У саархаана Турар выговорил себе мини-поход в сторону Кунь Луня: взыскать недоимки с разбойничьего недо-царства Саратая, и быть поближе к Акмолу, взявшему с собой единственного спутника поводыря Хойгура (бывшего пленника, оказавшегося сыном одного из свергнутых царей Саратая). Рассылая по дороге лазутчиков Турар вдруг «был чрезвычайно обескуражен: выяснилось, что якобы воюющих между собой китайских царств уже несколько лет нет, войска Цинь разбили царства Хань, Чжао, Вэй, Чу, Янь, всех, кроме ещё сопротивлявшегося царства Ци». Это хитрейший глава Цинь – ван Ин Чжен платил гуннам дань и за шесть других царств, так что та борьба (в историографии «Период Сражающихся царств») была долго скрыта.
Да, покой (и профиты) хунну были связаны с долгой внутрикитайской войной, но в описываемый момент подходило, как и сказано заглавием, – Время перемен. Европы это коснется нескоро – грозная «беззаконная комета» ещё в 800-х годах пути от Земли. Но грядущее: Великое переселение народов, гибель Античного мира, столь грандиозно, что отложив роман, уточним.
Википедия: «Великое переселение народов». Поражение хунну в Китае привело к откочёвке их… к эффекту домино, когда переселение гуннов вызывало переселения народов оказавшихся на их пути, что в свою очередь вызывало переселения уже других народов…
«Миграция тюрков». В Википедии нет статьи с таким названием. Если вы собираетесь написать такую статью, пожалуйста…
Я, сожалею, но не собираюсь писать статью «Миграция тюрков», а пишу рецензию на роман Николая Лугинова! И цитировать его по необходимости… «Шёлковый шатёр Акола был сильно натянут, и трепет ткани на легком ветерке напоминал мелкую нервную дрожь, бегущую по коже необъезженной лошади».
Но я знаю, сколь ныне ангажированы (хоть и говорят «актуализированы») история, литература, и вопрос «кто виноват?» перестал быть чисто русским, оставаясь «проклятым». Скоро уже на всех ток-шоу заполощет: кто виноват в падении Римской империи, Античного мира? наступлении Средневековья? в создании Испанской инквизиции? – запрещенная в РФ организация)))). Потому и сверяюсь с Вики-вердиктом, пересказывая исторический роман. Значит, «домино-эффект». Рим ужаснули и развалили германцы, которые сами в страхе бежали от гуннов. Которых погнали воспрянувшие китайцы.

**ПРИЛОЖЕННЫЙ ПЕРЕЧЕНЬ**:

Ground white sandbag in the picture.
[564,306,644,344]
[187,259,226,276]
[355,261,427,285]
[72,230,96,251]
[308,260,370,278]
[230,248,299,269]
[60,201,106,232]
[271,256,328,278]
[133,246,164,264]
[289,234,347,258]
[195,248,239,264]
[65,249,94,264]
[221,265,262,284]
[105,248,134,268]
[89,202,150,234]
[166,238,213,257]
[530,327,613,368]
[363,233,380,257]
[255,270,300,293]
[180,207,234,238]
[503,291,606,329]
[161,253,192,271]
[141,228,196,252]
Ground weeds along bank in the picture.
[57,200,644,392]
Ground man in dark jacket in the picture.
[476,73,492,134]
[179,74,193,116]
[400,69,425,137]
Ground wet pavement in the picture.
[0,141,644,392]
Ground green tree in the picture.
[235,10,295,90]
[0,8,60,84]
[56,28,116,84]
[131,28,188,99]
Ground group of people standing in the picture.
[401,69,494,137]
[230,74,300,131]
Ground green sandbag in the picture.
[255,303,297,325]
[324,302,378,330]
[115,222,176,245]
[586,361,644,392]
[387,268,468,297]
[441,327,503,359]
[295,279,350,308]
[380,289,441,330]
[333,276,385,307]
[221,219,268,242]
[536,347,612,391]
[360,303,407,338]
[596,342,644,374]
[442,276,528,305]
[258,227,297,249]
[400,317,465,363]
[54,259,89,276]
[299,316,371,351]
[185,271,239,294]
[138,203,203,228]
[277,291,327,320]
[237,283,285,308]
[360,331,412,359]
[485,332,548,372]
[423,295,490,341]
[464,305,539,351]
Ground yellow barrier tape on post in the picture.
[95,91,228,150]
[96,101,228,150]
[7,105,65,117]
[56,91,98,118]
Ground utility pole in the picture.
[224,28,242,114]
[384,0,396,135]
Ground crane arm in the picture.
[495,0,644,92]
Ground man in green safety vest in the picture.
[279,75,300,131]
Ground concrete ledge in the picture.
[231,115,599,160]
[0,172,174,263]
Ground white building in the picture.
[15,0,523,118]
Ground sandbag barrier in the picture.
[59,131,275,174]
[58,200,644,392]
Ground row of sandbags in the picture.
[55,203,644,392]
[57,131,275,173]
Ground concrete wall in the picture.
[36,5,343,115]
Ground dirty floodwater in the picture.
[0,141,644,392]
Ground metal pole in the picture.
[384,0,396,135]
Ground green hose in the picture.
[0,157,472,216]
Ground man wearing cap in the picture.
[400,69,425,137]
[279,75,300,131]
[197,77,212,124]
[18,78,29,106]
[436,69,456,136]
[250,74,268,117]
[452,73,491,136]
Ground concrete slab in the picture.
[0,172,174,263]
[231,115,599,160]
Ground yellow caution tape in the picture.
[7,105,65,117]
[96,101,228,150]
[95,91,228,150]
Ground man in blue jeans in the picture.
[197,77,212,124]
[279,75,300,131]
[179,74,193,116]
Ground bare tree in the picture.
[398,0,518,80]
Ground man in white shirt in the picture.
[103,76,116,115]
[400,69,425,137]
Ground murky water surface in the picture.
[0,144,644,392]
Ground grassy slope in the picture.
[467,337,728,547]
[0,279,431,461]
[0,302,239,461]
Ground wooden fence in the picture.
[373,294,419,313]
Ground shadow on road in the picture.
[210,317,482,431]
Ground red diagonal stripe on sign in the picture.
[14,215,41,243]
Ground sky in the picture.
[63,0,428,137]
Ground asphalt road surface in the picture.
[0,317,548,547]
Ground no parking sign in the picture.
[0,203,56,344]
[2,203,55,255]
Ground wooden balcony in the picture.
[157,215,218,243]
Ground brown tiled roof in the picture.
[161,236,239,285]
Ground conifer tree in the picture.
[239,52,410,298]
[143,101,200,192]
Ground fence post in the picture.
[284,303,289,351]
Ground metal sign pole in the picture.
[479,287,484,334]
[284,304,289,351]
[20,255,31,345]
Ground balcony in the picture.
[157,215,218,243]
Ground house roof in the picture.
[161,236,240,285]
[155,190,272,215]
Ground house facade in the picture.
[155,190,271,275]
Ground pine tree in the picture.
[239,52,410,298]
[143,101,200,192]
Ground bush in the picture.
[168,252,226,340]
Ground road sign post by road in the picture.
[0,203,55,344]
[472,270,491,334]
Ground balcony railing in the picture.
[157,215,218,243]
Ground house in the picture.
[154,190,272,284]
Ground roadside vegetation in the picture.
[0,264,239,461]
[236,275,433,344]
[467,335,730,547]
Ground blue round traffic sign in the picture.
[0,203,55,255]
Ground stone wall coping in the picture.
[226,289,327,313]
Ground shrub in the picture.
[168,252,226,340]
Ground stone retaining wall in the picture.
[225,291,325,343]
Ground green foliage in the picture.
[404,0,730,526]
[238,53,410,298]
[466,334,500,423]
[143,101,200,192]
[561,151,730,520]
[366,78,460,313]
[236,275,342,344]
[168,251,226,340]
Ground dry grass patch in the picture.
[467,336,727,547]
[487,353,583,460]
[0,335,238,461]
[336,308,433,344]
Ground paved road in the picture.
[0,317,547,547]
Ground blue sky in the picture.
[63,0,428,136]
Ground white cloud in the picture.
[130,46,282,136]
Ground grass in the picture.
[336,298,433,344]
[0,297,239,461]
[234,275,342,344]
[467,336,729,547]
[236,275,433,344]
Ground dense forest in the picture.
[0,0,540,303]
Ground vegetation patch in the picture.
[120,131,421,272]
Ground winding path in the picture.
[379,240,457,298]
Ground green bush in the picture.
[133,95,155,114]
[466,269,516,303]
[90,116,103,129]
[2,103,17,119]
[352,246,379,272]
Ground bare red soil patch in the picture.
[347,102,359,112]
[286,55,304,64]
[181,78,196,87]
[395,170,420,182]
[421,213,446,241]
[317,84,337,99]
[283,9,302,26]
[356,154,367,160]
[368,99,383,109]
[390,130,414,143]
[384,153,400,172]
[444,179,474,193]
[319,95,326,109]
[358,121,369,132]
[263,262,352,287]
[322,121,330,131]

**ЧТО ТРЕБУЕТСЯ**:
Кем, согласно фрагменту текста, оказался поводырь Хойгур?

**ОТВЕТ**:
Бывшим пленником, сыном одного из свергнутых царей Саратая.